→ **INSTRUCTIONS TO FOLLOW**
Below are records to be reproduced exactly and in full.

Recorded data
═══

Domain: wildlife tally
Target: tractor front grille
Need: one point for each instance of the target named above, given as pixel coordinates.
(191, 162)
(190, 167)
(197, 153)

═══

→ **RESULT FOR THIS EXERCISE**
Domain: wildlife tally
Target: tractor front grille
Need: one point for each instance of the target named above, given as pixel coordinates.
(191, 162)
(190, 167)
(197, 153)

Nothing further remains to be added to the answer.